## Objectives
1 - Edit the rows starting at the line containing "of the windshield" and ending at the line containing "M 71 218 L 73", replacing "windshield" with "windscreen" and leaving everything else unchanged. Return only those lines.
2 - Pick up the stock purchase warrant text where it stops and carry it on.

***** Provided text *****

FIRST CAPITAL BANK HOLDING CORPORATION
STOCK PURCHASE WARRANT
DATED ___________, 1999



         Section 9.    Holder's Rights. Except as otherwise expressly set forth
herein, this Warrant shall not entitle the Holder to any rights of a stockholder
of the Company, except that if the Company, during the period in which this
Warrant is exercisable, declares a dividend upon the Common Stock payable
otherwise than in cash out of earnings or earned surplus (computed in accordance
with generally accepted accounting principles) or otherwise than in Common Stock
or securities convertible into Common Stock, then the Holder, upon exercise of
this Warrant, shall receive the number of shares of Common Stock purchasable
upon such exercise and, in addition and without further payment, the cash, stock
or other securities or property which the Holder would have received by way of
dividends or other distribution if, continuously since the date hereof, such
Holder (a) had been the record holder of the number of shares of Common Stock
then being purchased, and (b) had retained all such cash, stock and other
securities (other than Common Stock or securities convertible into Common Stock)
and/or other property payable in respect of such Common Stock or in respect of
any stock or securities paid as dividends and originating directly or indirectly
from such Common Stock.

         Section 10.   Notices. If there shall be any adjustment as provided in
Section 8 hereof, or if securities or property other than shares of Common Stock
of the Company shall become purchasable in lieu of shares of Common Stock upon
exercise of this Warrant, the Company shall forthwith cause written notice
thereof to be sent by registered mail, postage prepaid, to the registered Holder
of this Warrant at the address of such Holder shown on the books of the Company,
which notice shall be accompanied by an explanation setting forth in reasonable
detail the basis for the Holder's becoming entitled to purchase such shares and
the number of shares which may be purchased and the exercise price thereof, or
the facts requiring any such adjustment and the exercise price and number of
shares purchasable subsequent to such adjustment, or the kind and amount of any
such securities or property so purchasable upon the exercise of this Warrant, as
the case may be. At the request of the Holder and upon surrender of this
Warrant, the Company shall reissue this Warrant in a form conforming to such
adjustments.

         Section 11.   Cash in Lieu of Fractional Shares. The Company shall not
be required to issue fractional shares upon the exercise of this Warrant. If, by
reason of any change made pursuant to Sections 8 or 9 hereof, the Holder of this
Warrant would be entitled, upon the exercise of any rights evidenced hereby, to
receive a fractional share, the Company shall, upon such exercise, pay to the
Holder an amount in cash equal to the Average Market Value of such fractional
interest, determined as of the Exercise Date.

***** Extracted information *****

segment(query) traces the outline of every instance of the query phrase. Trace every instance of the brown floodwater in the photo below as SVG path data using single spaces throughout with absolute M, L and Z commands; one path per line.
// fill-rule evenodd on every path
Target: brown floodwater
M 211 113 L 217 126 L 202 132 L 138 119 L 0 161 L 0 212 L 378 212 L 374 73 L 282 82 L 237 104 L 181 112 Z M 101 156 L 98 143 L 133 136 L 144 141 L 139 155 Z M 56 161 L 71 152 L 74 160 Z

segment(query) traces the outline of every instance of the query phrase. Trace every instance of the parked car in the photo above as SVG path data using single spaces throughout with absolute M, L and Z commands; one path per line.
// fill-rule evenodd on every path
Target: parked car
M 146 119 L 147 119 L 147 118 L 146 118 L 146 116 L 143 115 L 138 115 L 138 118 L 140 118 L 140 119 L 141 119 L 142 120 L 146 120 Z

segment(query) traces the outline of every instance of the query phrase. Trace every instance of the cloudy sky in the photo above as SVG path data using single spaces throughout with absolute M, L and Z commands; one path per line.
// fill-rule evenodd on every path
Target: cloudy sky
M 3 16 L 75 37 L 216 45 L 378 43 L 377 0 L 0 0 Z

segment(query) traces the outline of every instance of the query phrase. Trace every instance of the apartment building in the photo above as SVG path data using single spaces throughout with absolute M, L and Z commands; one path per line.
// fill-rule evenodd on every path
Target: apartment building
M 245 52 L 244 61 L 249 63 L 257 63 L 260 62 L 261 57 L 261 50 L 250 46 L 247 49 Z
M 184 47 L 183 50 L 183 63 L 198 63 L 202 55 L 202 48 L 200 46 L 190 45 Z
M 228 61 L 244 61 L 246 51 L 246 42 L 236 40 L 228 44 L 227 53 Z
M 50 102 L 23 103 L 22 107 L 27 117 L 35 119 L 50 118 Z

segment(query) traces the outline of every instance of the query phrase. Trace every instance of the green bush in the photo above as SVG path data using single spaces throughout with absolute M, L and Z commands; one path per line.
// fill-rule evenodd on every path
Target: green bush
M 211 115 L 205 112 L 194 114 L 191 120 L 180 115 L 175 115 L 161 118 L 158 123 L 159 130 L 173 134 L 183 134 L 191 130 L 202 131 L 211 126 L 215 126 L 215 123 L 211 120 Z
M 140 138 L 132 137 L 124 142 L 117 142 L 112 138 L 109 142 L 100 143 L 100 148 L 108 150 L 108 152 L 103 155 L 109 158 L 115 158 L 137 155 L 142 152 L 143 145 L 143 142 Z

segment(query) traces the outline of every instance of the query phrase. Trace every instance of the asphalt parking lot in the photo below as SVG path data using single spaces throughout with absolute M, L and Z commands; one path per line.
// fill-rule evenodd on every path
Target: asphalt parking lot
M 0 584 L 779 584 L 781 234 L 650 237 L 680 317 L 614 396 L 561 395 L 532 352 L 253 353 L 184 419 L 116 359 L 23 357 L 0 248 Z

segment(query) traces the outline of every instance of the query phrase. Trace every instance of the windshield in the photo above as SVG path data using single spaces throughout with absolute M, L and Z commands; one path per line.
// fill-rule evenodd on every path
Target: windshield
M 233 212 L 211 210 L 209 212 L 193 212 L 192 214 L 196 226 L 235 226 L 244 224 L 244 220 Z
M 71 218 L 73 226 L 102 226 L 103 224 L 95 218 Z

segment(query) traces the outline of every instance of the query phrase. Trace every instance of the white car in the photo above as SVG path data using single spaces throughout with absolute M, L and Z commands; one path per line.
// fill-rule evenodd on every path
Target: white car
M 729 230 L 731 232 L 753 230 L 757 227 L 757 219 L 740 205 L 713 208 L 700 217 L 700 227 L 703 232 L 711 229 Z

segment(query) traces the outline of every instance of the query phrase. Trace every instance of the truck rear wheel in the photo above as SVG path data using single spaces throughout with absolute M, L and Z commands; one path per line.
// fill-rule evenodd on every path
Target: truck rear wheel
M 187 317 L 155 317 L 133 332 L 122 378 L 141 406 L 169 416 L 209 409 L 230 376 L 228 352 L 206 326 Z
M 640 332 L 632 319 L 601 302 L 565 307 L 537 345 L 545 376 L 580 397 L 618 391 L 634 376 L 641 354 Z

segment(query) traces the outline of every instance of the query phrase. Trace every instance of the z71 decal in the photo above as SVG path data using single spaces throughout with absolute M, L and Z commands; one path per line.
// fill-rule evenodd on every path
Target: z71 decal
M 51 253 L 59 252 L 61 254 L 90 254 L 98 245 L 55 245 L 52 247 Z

*****

## Answers by task
1 -
segment(query) traces the outline of every instance of the query phrase. Trace every instance of the windscreen in the photo above as SVG path data using single spaces throughout with absolute M, L and Z commands; one path per line.
// fill-rule evenodd on every path
Target: windscreen
M 233 212 L 211 210 L 209 212 L 193 212 L 192 214 L 196 226 L 235 226 L 244 224 L 244 220 Z
M 71 218 L 73 226 L 102 226 L 103 224 L 95 218 Z

2 -
         Section 12.   Forfeiture. If at any time while this Warrant is
outstanding, the Board of Governors of the Federal Reserve System makes a formal
capital call upon the Company or the Comptroller of the Currency makes a formal
capital call upon the Bank, the Holder will exercise this Warrant in whole or in
part as may be needed for additional required capital, or the Warrant shall be
forfeited. The number of shares of Common Stock as to which the Warrant shall be
exercised by each Holder to meet the capital call will be calculated pro rata on
the basis of the number of shares of Common Stock subject to a Warrant held by
each Holder. The exercise price for shares of Common Stock purchased upon such
exercise will be equal to the greater of the Exercise Price determined pursuant
to Section 2 hereof and the then-current book value per share of Common Stock of
the Company. Any portion of this Warrant not required to be exercised under the
terms of any such capital call may be exercised under the original terms of this
Warrant.


<PAGE>   7

FIRST CAPITAL BANK HOLDING CORPORATION
STOCK PURCHASE WARRANT
DATED ___________, 1999



         Section 13.   Lost, Stolen, Mutilated, or Destroyed Warrants. If this
Warrant shall become lost, stolen, mutilated, or destroyed, the Company shall,
on such terms as to indemnity or otherwise as it may in its reasonable
discretion impose upon the registered Holder hereof (as shown on the register of
Warrants maintained by the Company), issue a new warrant of like denomination,
tenor, and date as the Warrant so lost, stolen, mutilated, or destroyed.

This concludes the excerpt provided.